** Begin **

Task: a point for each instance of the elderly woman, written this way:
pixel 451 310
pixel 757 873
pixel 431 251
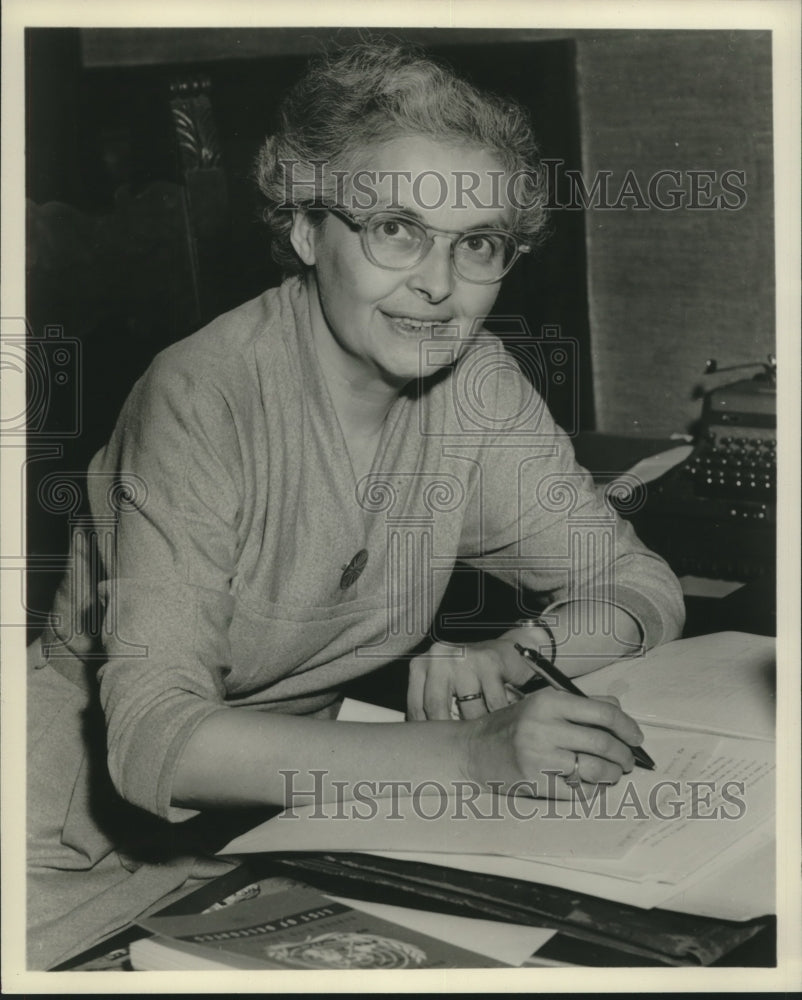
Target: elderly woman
pixel 303 474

** End **

### EXERCISE GOAL:
Can you rewrite the records with every "elderly woman" changed to "older woman", keeping everything else the same and leaving the pictures out?

### COMPLETE OUTPUT:
Task: a point for each instance of the older woman, written this way:
pixel 451 310
pixel 757 873
pixel 431 251
Target: older woman
pixel 303 474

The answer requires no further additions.